**ЦИТИРУЕМЫЙ ТЕКСТ**
•••••
# java & download

## bukazoid

hi aLL

как известно при установке 

dev-java/sun-jdk-** 

пакет просит вручную вытянуть *.bin с сайта sun и закинуть в portage/distfiles

вопрос: 

как зделать чтобы закачка происходила автоматом ?

P.S. кроме написания собственного ebuild  :Smile: 

----------

## hermes_jr

Кроме написания собственного ebuild - никак...

Ещё есть dev-java/blackdown-jdk как вариант

----------

## bukazoid

 *hermes_jr wrote:*   

> Кроме написания собственного ebuild - никак...
> 
> 

 

может готовый есть у кого ?

----------

## bobr[x3]

Вообще-то это ограничение неспроста. Sun запрещает выкачивать этот файл в автоматическом режиме, а также распространять в дистрибутивах. А зачем тебе вообще понадобилось это делать автоматически?

----------

## bukazoid

 *bobr[x3] wrote:*   

>  А зачем тебе вообще понадобилось это делать автоматически?

 

а зачем вообще автоматизация нужна ?  :Smile: 

-

update ночью запускаю ... а тут опа java обновилась ....

и утром как макака болжен лезьть на их сайт 

только для того чтобы жмакнуть "accept"

может все сырци так вытаскивать ....  :Smile: 

-

или sdk может автоматом само себя обновлять ?

----------

## hermes_jr

А ебилд каждый раз после обновления тебя переписывать/искать не обламывает? Вот чесслово странные у тебя вопросы.

[edit]: и всётки ставь blackdown

----------

## bobr[x3]

bukazoid, ты меня поражаешь. Надеюсь, что ты такие вещи говоришь просто из-за неосведомленности. Попробую тебя просветить в меру своего разумения.

Причины, по которым сложилась особая ситуация с sun-j2sdk:

1) Java (а конкретно sun-j2sdk) - это opensource free (as beer) software. Но это не значит, что распространяется оно вообще без ораничений. Sun требует, чтобы ты жмахнул эту самую кнопочку accept на их сайте. Подкрепляется это требование тем, что тебе выдается одноразовый! url для скачивания.

2) Gentoo (а конкретно portage) - это opensource free (as freedom) software. Но это не значит, что разработчики gentoo - пираты, которым плевать на лицензионные ограничения. Подкрепляется это возможностью реализовать те самые ограничения а ebuild'ах при этом сохраняя возможность использования портэжей.

Варианты дальнейших действий:

1) Если ты согласен с ограничениями Sun и хочешь просто "автоматизировать свое согласие", то вынужден тебя расстроить. Это сделать не полусится из-за одноразовости url'а. Остается только смириться.

2) Если ты считаешь, что создатели portage просто вставляют тебе палки в колеса, а не плюют по твоему желанию на лицензии, то меняй дистр. В ASPLinux Sun'овская JDK входит, уж им-то, позорникам, точно плевать на все.
•••••
Записи с разметкой координат
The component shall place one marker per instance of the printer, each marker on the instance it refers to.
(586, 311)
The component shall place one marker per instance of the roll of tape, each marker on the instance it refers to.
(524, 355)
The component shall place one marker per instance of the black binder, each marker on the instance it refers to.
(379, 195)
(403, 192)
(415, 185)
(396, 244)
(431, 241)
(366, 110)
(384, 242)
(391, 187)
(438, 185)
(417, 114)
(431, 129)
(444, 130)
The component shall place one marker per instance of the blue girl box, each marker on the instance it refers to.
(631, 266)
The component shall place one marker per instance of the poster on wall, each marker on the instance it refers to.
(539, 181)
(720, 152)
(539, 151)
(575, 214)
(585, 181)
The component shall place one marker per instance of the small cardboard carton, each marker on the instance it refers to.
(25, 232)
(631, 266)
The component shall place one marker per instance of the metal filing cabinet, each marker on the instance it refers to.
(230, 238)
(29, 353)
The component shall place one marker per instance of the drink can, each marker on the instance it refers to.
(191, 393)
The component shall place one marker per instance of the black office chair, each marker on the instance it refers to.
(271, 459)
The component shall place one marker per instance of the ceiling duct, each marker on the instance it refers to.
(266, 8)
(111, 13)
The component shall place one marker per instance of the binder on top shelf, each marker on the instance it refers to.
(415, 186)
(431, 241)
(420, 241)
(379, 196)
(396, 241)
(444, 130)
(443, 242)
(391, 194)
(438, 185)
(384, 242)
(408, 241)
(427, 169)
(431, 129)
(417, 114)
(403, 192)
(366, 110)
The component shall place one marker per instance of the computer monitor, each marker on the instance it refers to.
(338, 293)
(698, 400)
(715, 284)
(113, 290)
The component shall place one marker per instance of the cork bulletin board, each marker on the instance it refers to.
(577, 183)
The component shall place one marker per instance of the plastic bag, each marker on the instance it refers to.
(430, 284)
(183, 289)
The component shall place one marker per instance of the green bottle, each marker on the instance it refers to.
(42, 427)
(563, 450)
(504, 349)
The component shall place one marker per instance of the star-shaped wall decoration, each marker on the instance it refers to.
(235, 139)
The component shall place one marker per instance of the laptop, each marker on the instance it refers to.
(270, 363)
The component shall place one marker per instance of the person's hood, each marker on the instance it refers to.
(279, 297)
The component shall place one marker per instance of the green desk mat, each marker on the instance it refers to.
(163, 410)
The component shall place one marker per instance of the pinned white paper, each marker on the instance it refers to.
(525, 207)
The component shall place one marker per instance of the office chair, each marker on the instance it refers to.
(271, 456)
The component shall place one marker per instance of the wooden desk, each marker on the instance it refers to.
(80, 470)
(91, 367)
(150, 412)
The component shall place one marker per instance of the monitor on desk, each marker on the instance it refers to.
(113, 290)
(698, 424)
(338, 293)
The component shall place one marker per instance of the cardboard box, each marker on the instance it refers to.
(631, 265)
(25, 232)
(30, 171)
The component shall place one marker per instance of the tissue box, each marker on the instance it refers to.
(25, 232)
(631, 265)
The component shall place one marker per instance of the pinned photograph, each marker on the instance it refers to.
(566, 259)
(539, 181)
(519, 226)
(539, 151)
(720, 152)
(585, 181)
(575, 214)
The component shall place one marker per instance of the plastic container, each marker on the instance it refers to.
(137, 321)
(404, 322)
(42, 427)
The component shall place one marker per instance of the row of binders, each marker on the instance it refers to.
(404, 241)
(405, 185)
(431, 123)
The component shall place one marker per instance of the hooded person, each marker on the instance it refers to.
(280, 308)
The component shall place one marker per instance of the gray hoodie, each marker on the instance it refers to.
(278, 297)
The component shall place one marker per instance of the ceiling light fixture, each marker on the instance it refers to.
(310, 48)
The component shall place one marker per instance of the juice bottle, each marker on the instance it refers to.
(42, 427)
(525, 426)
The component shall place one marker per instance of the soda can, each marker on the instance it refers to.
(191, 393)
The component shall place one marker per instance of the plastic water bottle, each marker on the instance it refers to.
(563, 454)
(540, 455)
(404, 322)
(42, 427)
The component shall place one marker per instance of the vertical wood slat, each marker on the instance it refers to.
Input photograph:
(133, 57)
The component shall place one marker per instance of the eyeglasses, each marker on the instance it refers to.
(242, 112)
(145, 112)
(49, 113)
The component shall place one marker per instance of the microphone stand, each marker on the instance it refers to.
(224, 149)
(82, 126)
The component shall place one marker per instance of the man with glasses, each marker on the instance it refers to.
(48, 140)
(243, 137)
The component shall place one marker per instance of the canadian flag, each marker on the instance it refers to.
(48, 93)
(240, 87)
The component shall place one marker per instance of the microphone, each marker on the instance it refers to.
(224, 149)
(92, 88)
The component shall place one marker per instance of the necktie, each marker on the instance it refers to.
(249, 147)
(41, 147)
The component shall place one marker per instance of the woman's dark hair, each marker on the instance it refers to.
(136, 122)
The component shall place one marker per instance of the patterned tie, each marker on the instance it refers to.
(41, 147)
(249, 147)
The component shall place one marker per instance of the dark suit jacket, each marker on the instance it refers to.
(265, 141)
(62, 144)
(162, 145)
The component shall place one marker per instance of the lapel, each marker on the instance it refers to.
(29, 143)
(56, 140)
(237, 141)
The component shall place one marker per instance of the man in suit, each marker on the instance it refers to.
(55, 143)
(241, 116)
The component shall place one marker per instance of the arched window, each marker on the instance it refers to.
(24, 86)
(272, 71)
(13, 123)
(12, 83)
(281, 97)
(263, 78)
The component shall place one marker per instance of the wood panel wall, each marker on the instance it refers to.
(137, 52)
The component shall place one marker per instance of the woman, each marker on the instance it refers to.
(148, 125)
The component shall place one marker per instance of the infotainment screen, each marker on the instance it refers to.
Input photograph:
•••••
**ПОСТАВЛЕННЫЕ ЗАДАЧИ**
1. Пожалуйста, приведите заново записи от строки, содержащей «The component shall place one marker per instance of the arched», до конца записей включительно. Прибавьте −38 к каждому числу в координатах ответов.
2. Продолжите обсуждение автоматической загрузки Sun JDK в Gentoo после последней показанной фразы.

**ОТВЕТЫ ПО ЗАДАЧАМ**
1.
The component shall place one marker per instance of the arched window, each marker on the instance it refers to.
(-14, 48)
(234, 33)
(-25, 85)
(-26, 45)
(243, 59)
(225, 40)
The component shall place one marker per instance of the wood panel wall, each marker on the instance it refers to.
(99, 14)
The component shall place one marker per instance of the woman, each marker on the instance it refers to.
(110, 87)
The component shall place one marker per instance of the infotainment screen, each marker on the instance it refers to.
Input photograph:

2.
3) Если ты считаешь, что Sun - жлобы, и что они должны тебе давать все на твоих условиях, то откажись от Sun JDK и переходи на Blackdown JDK. А еще лучше откажись от jav'ы, ведь это жлобская контора Sun вкладывает средства в ее разритие.

4) Если ты не согласен со мной, то продолжай спорить.

----------

## bukazoid

 *bobr[x3] wrote:*   

> bukazoid, ты меня поражаешь. Надеюсь, что ты такие вещи говоришь просто из-за неосведомленности. Попробую тебя просветить в меру своего разумения.
> 
> Причины, по которым сложилась особая ситуация с sun-j2sdk:
> 
> 1) Java (а конкретно sun-j2sdk) - это opensource free (as beer) software. Но это не значит, что распространяется оно вообще без ораничений. Sun требует, чтобы ты жмахнул эту самую кнопочку accept на их сайте. Подкрепляется это требование тем, что тебе выдается одноразовый! url для скачивания.
> ...

 

если МОЙ скрипт на моей машине ночью жмакнет эту самую кнопку (я ему полностью доверяю, и позволяю действовать от своего имени) 

этобудет считаться нарушением лицензии ?  :Sad: 

 *Quote:*   

> 
> 
> Варианты дальнейших действий:
> 
> 1) Если ты согласен с ограничениями Sun и хочешь просто "автоматизировать свое согласие", то вынужден тебя расстроить. Это сделать не полусится из-за одноразовости url'а. Остается только смириться.
> ...

 

 *Quote:*   

> 
> 
> 2) Если ты считаешь, что создатели portage просто вставляют тебе палки в колеса, а не плюют по твоему желанию на лицензии, то меняй дистр. В ASPLinux Sun'овская JDK входит, уж им-то, позорникам, точно плевать на все.
> 
> 

 

впинципе согласен ...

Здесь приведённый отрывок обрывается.